*Задание 1*
Перепишите нумерованным списком часть записей, которая начинается строкой со словами «For each instance of the person's leg, set» и идет до самого конца записей, обе границы включительно. Пустые строки в список не включайте.

*Отрывок документа*
Монастыри, бояре, князья, привлекая, как было указано выше, крестьян для поселения на запустевших землях, одновременно стремятся использовать их труд для расширения пашни за счет поднятия целины, заведения земледельческого хозяйства на площадях, освобожденных из-под леса. Одним из стимулов, побуждающих крестьян селиться на лесных участках, как и на пустошах, была податная льгота.
Сохранились льготные грамоты 1496–1497 гг., выданные дворскими и десятскими Жабенской черной волости Кашинского уезда черным волостным крестьянам, получающим участки в лесу для разработки. Один крестьянин «порядился» «на лес на старь возле Старьское болото», другой — «на лес на старь на Зеленый остров»; двух крестьян дворский «посадил» «на селище на Матрен — кине». Таким образом, речь идет и о расширении площади пахотных земель путем вырубки лесов и заведения на их месте земледельческого хозяйства, и о восстановлении земледельческой культуры в тех ныне заброшенных местах, где она уже была в прежние времена. Во всех случаях крестьянам предоставляется льгота в податях на 15 лет[492].
К 1499 г. относится льготная грамота, выданная властями Троице-Сергиева монастыря крестьянину Сысою Лукину с детьми. Игумен Васьян «посадил» их «на лесу, на станище» (там, где раньше был стан), «в сутокех» (на месте слияния двух речек) и велел им «лес сечи и дворы ставити и огороды городити и пожни чистите». При этом крестьяне получили на шесть лет податную льготу, по истечении шестилетнего срока они взяли на себя обязательство «потянута со хрестьяны с своею братьею, как и иные хрестьяне дело наше монастырское делают»[493].

*Исходные записи*
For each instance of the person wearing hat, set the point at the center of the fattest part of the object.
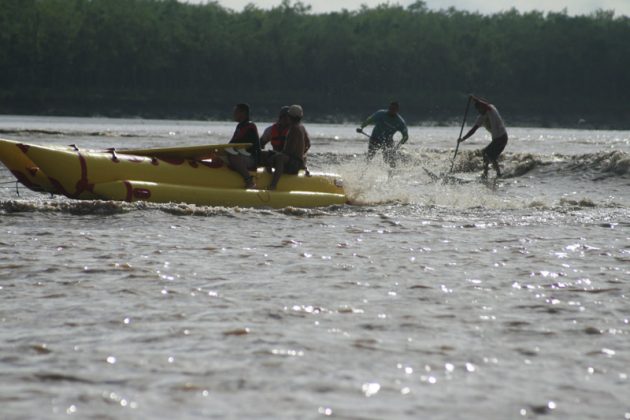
(293, 155)
(386, 123)
(244, 160)
(489, 118)
(275, 134)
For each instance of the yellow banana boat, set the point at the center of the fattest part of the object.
(195, 175)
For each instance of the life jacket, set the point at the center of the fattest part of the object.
(278, 137)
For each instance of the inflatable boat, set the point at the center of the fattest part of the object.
(195, 175)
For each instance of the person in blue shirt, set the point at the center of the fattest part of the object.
(386, 123)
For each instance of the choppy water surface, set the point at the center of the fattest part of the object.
(422, 300)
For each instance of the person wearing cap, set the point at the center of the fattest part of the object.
(293, 155)
(276, 134)
(244, 160)
(489, 118)
(387, 122)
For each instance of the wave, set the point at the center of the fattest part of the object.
(598, 166)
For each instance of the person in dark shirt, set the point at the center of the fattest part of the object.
(293, 156)
(276, 135)
(244, 160)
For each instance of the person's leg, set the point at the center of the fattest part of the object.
(486, 163)
(372, 149)
(495, 165)
(239, 164)
(279, 160)
(389, 154)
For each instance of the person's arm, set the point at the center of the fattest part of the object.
(469, 134)
(403, 130)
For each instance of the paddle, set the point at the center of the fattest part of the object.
(461, 131)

*Задание 2*
Согласуются ли с отрывком о податных льготах следующие утверждения: (a) крестьянам Жабенской волости льгота в податях давалась на 15 лет; (b) Сысой Лукин с детьми получил податную льготу на десять лет; (c) льготная грамота властей Троице-Сергиева монастыря относится к 1499 г.? Для каждого ответьте «да» или «нет» и приведите дословно решающие слова отрывка.

*Результат выполнения 1*
1. For each instance of the person's leg, set the point at the center of the fattest part of the object.
2. (486, 163)
3. (372, 149)
4. (495, 165)
5. (239, 164)
6. (279, 160)
7. (389, 154)
8. For each instance of the person's arm, set the point at the center of the fattest part of the object.
9. (469, 134)
10. (403, 130)
11. For each instance of the paddle, set the point at the center of the fattest part of the object.
12. (461, 131)

*Результат выполнения 2*
(a) Да: «Во всех случаях крестьянам предоставляется льгота в податях на 15 лет».
(b) Нет: «крестьяне получили на шесть лет податную льготу».
(c) Да: «К 1499 г. относится льготная грамота, выданная властями Троице-Сергиева монастыря».